Transcribe the entries that follow exactly as they appear, minus pictures.

....

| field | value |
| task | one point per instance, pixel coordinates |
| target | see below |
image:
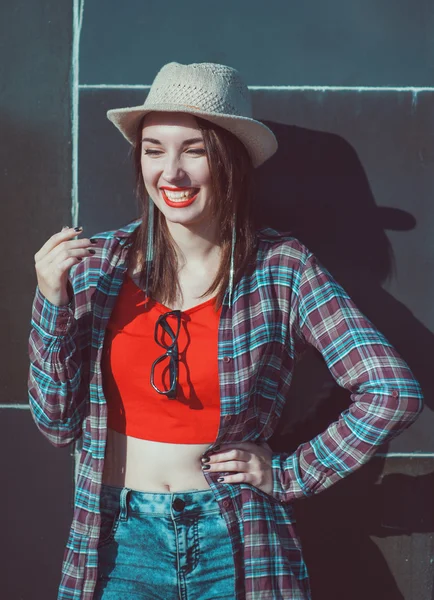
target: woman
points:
(167, 349)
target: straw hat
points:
(214, 92)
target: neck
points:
(195, 245)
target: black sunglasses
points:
(171, 351)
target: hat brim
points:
(259, 140)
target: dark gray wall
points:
(35, 184)
(353, 178)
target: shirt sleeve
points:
(57, 395)
(385, 396)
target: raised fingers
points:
(67, 233)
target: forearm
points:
(57, 393)
(347, 444)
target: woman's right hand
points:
(55, 258)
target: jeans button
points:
(178, 504)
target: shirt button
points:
(178, 504)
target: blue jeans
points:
(163, 546)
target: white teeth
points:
(179, 195)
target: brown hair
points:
(232, 182)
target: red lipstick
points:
(178, 203)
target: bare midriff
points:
(148, 466)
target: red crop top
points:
(134, 407)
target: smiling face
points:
(175, 167)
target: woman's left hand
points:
(250, 462)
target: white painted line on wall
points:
(300, 88)
(77, 21)
(405, 455)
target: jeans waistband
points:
(161, 503)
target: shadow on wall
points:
(316, 188)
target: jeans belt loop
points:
(123, 502)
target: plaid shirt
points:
(287, 301)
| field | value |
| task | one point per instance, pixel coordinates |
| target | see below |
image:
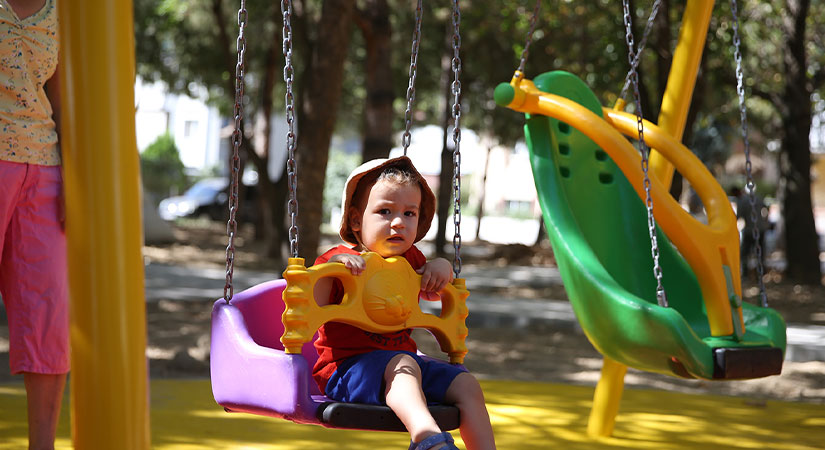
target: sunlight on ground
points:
(525, 416)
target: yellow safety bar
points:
(382, 299)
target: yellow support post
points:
(606, 399)
(109, 393)
(682, 80)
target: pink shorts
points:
(33, 279)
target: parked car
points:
(207, 197)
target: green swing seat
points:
(597, 225)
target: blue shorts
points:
(360, 379)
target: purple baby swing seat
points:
(251, 372)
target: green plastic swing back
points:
(598, 228)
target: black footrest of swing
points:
(746, 362)
(381, 418)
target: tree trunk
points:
(482, 196)
(320, 99)
(795, 163)
(374, 23)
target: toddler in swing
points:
(387, 207)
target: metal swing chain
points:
(648, 27)
(661, 297)
(526, 51)
(237, 137)
(455, 88)
(407, 137)
(750, 184)
(289, 101)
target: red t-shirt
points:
(339, 341)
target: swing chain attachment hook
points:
(526, 51)
(407, 137)
(237, 138)
(289, 102)
(661, 297)
(750, 184)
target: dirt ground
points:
(178, 332)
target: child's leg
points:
(404, 396)
(475, 428)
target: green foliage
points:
(338, 169)
(161, 169)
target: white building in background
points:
(195, 126)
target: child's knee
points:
(465, 387)
(402, 364)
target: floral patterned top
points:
(28, 58)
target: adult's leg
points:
(475, 427)
(404, 396)
(44, 395)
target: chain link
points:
(750, 184)
(237, 138)
(407, 137)
(289, 101)
(661, 297)
(526, 52)
(648, 27)
(455, 89)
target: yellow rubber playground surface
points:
(525, 416)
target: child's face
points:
(389, 222)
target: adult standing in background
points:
(33, 279)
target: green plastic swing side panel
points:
(598, 228)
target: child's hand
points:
(355, 263)
(435, 275)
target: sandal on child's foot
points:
(434, 441)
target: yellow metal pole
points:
(606, 399)
(682, 80)
(109, 393)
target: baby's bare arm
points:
(435, 275)
(355, 263)
(323, 287)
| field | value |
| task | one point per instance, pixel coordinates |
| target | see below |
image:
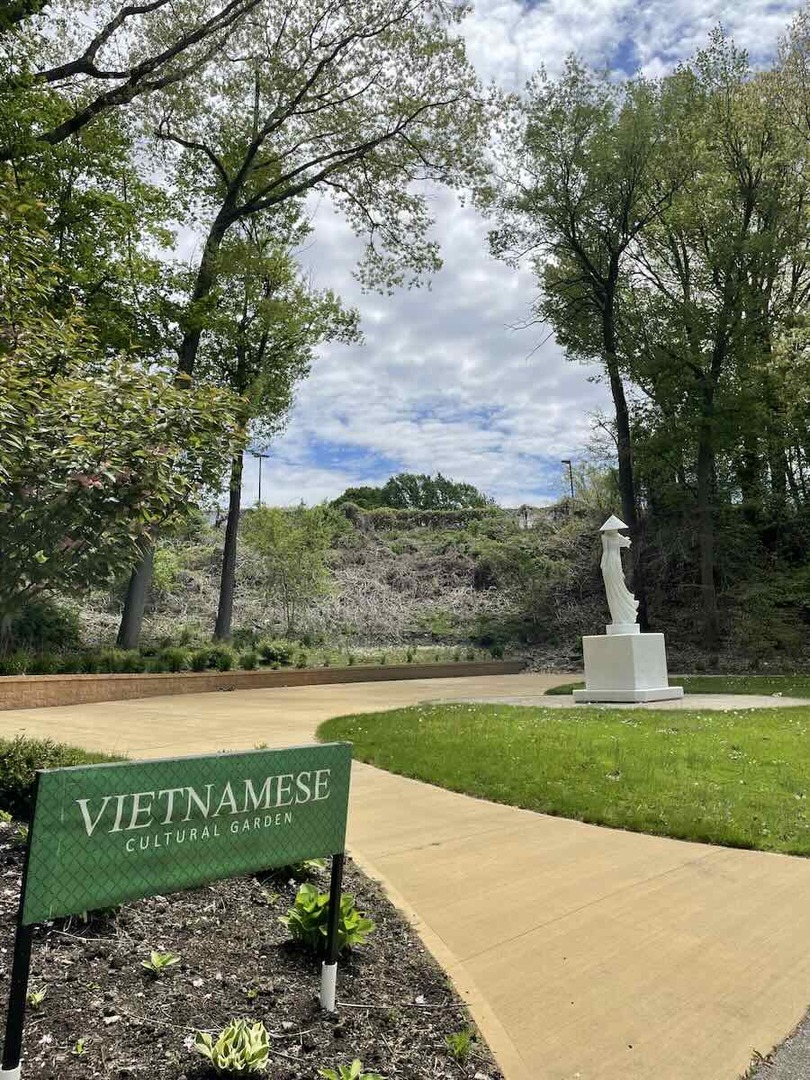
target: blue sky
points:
(443, 382)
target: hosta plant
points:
(308, 919)
(353, 1071)
(159, 962)
(239, 1048)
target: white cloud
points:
(443, 382)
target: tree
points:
(716, 280)
(121, 52)
(581, 183)
(96, 451)
(258, 342)
(292, 547)
(417, 491)
(363, 103)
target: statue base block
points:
(625, 667)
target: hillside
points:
(502, 580)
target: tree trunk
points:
(624, 444)
(228, 578)
(132, 618)
(705, 529)
(206, 279)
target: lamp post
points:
(260, 457)
(567, 461)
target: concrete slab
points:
(586, 953)
(710, 702)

....

-- ANSWER TO THIS TASK --
| field | value |
| task | one point per instance, pixel coordinates |
| target | see below |
image:
target: woman
points:
(167, 349)
target: straw hat
points:
(214, 92)
target: neck
points:
(195, 245)
target: black sunglasses
points:
(171, 351)
target: hat brim
points:
(259, 140)
target: dark gray wall
points:
(35, 184)
(353, 178)
target: shirt sleeve
points:
(57, 395)
(385, 396)
target: raised fingers
points:
(67, 233)
target: forearm
points:
(57, 393)
(347, 444)
target: woman's right hand
points:
(55, 258)
target: jeans button
points:
(178, 504)
target: shirt button
points:
(178, 504)
target: blue jeans
points:
(163, 546)
target: white teeth
points:
(179, 195)
target: brown hair
points:
(232, 182)
target: red lipstick
points:
(178, 203)
target: bare midriff
points:
(148, 466)
target: red crop top
points:
(134, 407)
target: smiling face
points:
(175, 167)
target: woman's left hand
points:
(250, 462)
target: white painted line on wall
points:
(300, 88)
(77, 21)
(405, 455)
target: jeans waistband
points:
(161, 503)
target: shadow on wall
points:
(316, 188)
target: jeans belt loop
points:
(123, 502)
target: plaid shirt
points:
(287, 301)
| field | value |
| task | one point per instance, pixel coordinates |
| target | see below |
image:
target: sunlight on ground
points:
(525, 416)
target: yellow safety bar
points:
(382, 299)
target: yellow support post
points:
(606, 399)
(109, 393)
(682, 80)
target: pink shorts
points:
(33, 279)
target: parked car
points:
(207, 197)
target: green swing seat
points:
(597, 225)
target: blue shorts
points:
(360, 379)
target: purple baby swing seat
points:
(251, 372)
target: green plastic swing back
points:
(598, 228)
target: black footrest of swing
points:
(746, 362)
(381, 418)
target: tree trunk
points:
(482, 196)
(320, 99)
(795, 163)
(374, 23)
target: toddler in swing
points:
(387, 207)
target: metal swing chain
points:
(648, 27)
(661, 297)
(526, 51)
(237, 137)
(455, 88)
(407, 137)
(750, 184)
(289, 101)
target: red t-shirt
points:
(339, 341)
target: swing chain attachment hook
points:
(526, 51)
(407, 137)
(237, 138)
(289, 102)
(661, 297)
(750, 184)
target: dirt ground
points:
(178, 332)
target: child's leg
points:
(404, 396)
(475, 428)
target: green foliage
points:
(338, 169)
(161, 169)
target: white building in background
points:
(195, 126)
target: child's knee
points:
(465, 387)
(402, 364)
target: floral patterned top
points:
(28, 58)
target: adult's leg
points:
(475, 427)
(404, 396)
(44, 395)
target: chain link
points:
(750, 184)
(237, 138)
(407, 137)
(289, 101)
(661, 297)
(526, 52)
(648, 27)
(455, 89)
target: yellow rubber playground surface
points:
(525, 416)
target: child's face
points:
(389, 222)
target: adult standing in background
points:
(33, 279)
target: green plastic swing side panel
points:
(598, 228)
target: child's hand
points:
(355, 263)
(435, 275)
target: sandal on child's foot
points:
(434, 441)
target: yellow metal pole
points:
(606, 399)
(682, 80)
(109, 393)
target: baby's bare arm
points:
(435, 275)
(355, 263)
(323, 287)
| field | value |
| task | one point per instance, pixel coordinates |
| target | see below |
image:
target: blue sky
points:
(443, 382)
target: hosta plant
points:
(308, 919)
(353, 1071)
(159, 962)
(239, 1048)
target: white cloud
points:
(443, 382)
target: tree
points:
(716, 280)
(121, 52)
(581, 183)
(96, 451)
(258, 342)
(292, 547)
(417, 491)
(363, 103)
target: statue base block
points:
(625, 667)
target: hillside
points:
(502, 580)
target: tree trunk
points:
(624, 444)
(228, 578)
(132, 618)
(705, 529)
(206, 279)
target: lamp post
points:
(260, 457)
(567, 461)
target: concrete slab
points:
(586, 953)
(710, 702)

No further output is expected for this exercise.